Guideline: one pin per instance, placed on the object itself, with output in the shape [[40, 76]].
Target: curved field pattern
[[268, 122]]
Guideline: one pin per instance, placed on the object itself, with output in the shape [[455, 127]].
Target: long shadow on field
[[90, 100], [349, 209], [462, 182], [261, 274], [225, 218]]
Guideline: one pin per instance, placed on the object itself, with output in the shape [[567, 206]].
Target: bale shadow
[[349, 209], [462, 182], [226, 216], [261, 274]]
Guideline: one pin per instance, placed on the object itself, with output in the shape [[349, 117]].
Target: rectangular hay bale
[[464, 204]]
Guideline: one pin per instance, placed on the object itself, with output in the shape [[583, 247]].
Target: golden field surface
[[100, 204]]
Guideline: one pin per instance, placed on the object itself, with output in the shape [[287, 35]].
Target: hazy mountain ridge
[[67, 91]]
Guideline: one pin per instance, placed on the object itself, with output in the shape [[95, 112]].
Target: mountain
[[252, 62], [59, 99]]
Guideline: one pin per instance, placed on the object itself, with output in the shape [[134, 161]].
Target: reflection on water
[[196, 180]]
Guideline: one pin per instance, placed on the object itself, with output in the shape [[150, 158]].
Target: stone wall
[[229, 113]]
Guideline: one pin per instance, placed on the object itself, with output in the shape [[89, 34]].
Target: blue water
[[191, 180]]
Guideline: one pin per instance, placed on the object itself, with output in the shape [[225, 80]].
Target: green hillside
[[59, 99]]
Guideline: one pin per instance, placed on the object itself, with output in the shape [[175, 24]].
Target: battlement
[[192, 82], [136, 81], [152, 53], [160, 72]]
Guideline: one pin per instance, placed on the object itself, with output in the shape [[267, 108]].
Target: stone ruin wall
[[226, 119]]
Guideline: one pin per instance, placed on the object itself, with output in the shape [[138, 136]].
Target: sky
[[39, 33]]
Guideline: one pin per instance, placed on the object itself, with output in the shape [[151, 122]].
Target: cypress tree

EXERCISE GOAL:
Output every line of the data above as a Markdown table with the columns Row and Line, numbering the rows and skipping any blank lines.

ANSWER TO THE TASK:
| Row | Line |
|---|---|
| 1 | Guideline: one pin per instance, placed on the object itself, with output in the shape [[40, 76]]. |
| 2 | Target: curved field pattern |
| 3 | [[268, 122]] |
| 4 | Guideline: one pin per instance, placed on the object itself, with output in the shape [[455, 127]]. |
| 5 | Target: long shadow on field |
| 6 | [[90, 100], [349, 209], [462, 182], [261, 274], [225, 218]] |
| 7 | Guideline: one pin per instance, placed on the object itself, with output in the shape [[567, 206]]. |
| 8 | Target: bale shadow |
| 9 | [[349, 209], [462, 182], [226, 216], [261, 274]] |
| 10 | Guideline: one pin per instance, placed on the object itself, with output in the shape [[349, 117]]. |
| 11 | Target: rectangular hay bale |
| 12 | [[464, 204]] |
| 13 | Guideline: one pin per instance, placed on the object itself, with output in the shape [[583, 247]]. |
| 14 | Target: golden field surface |
| 15 | [[100, 204]] |
| 16 | Guideline: one pin per instance, placed on the object itself, with output in the shape [[287, 35]]. |
| 17 | Target: hazy mountain ridge |
| 18 | [[67, 91]] |
| 19 | Guideline: one pin per instance, placed on the object itself, with output in the shape [[95, 112]]. |
| 20 | Target: mountain |
| 21 | [[252, 62], [59, 99]] |
| 22 | Guideline: one pin per instance, placed on the object itself, with output in the shape [[134, 161]]. |
| 23 | Target: reflection on water |
| 24 | [[196, 180]] |
| 25 | Guideline: one pin per instance, placed on the object itself, with output in the shape [[150, 158]]. |
| 26 | Target: stone wall |
| 27 | [[229, 113]] |
| 28 | Guideline: one pin per instance, placed on the object itself, with output in the shape [[89, 34]]. |
| 29 | Target: blue water |
| 30 | [[191, 180]] |
| 31 | Guideline: one pin per instance, placed on the object itself, with output in the shape [[225, 80]]. |
| 32 | Target: green hillside |
| 33 | [[59, 99]] |
| 34 | Guideline: one pin per instance, placed on the object itself, with output in the shape [[175, 24]]. |
| 35 | Target: battlement |
| 36 | [[192, 82], [136, 81], [152, 53], [160, 72]] |
| 37 | Guideline: one pin per instance, placed on the object itself, with output in the shape [[267, 108]]. |
| 38 | Target: stone ruin wall |
| 39 | [[226, 119]] |
| 40 | Guideline: one pin per instance, placed on the object itself, with output in the shape [[138, 136]]. |
| 41 | Target: sky |
| 42 | [[39, 33]] |
| 43 | Guideline: one pin per instance, placed on the object itself, with output in the shape [[151, 122]]. |
| 44 | Target: cypress tree |